[Instructions to follow] Can you extract all of the items below verbatim, leaving the picture out?

[Source material]
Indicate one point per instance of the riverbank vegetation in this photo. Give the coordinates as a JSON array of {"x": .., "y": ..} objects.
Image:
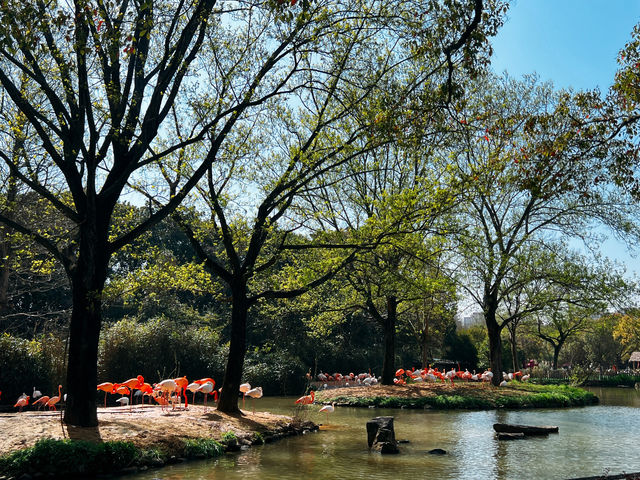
[
  {"x": 325, "y": 200},
  {"x": 460, "y": 396}
]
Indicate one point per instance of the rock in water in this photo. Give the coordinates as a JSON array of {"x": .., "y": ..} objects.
[
  {"x": 381, "y": 435},
  {"x": 437, "y": 451}
]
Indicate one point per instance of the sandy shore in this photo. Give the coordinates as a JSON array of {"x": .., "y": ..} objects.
[{"x": 145, "y": 426}]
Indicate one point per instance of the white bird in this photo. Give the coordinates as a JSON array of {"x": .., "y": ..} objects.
[
  {"x": 328, "y": 409},
  {"x": 254, "y": 393},
  {"x": 205, "y": 388},
  {"x": 167, "y": 387},
  {"x": 244, "y": 388},
  {"x": 193, "y": 388},
  {"x": 36, "y": 394}
]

[Right answer]
Indicate one point per instance of the riverbank vegetation in this photo. Give the coordinates as a JSON array of {"x": .., "y": ..} objects.
Image:
[
  {"x": 325, "y": 200},
  {"x": 460, "y": 396}
]
Indicate one point per instance of the rock in water in this photo. Give the coordinates as a JSON array of {"x": .., "y": ..} objects.
[
  {"x": 381, "y": 435},
  {"x": 437, "y": 451}
]
Indicate one point per instance of the sandy shore in this photo. Give the coordinates as a JSON array of {"x": .., "y": ..} objects.
[{"x": 145, "y": 426}]
Indicate one point per instance of the white bird in this photo. Give the coordinates as a JSON array of {"x": .., "y": ..} objects.
[
  {"x": 328, "y": 409},
  {"x": 254, "y": 393},
  {"x": 205, "y": 388},
  {"x": 167, "y": 387},
  {"x": 244, "y": 388},
  {"x": 193, "y": 388},
  {"x": 36, "y": 394}
]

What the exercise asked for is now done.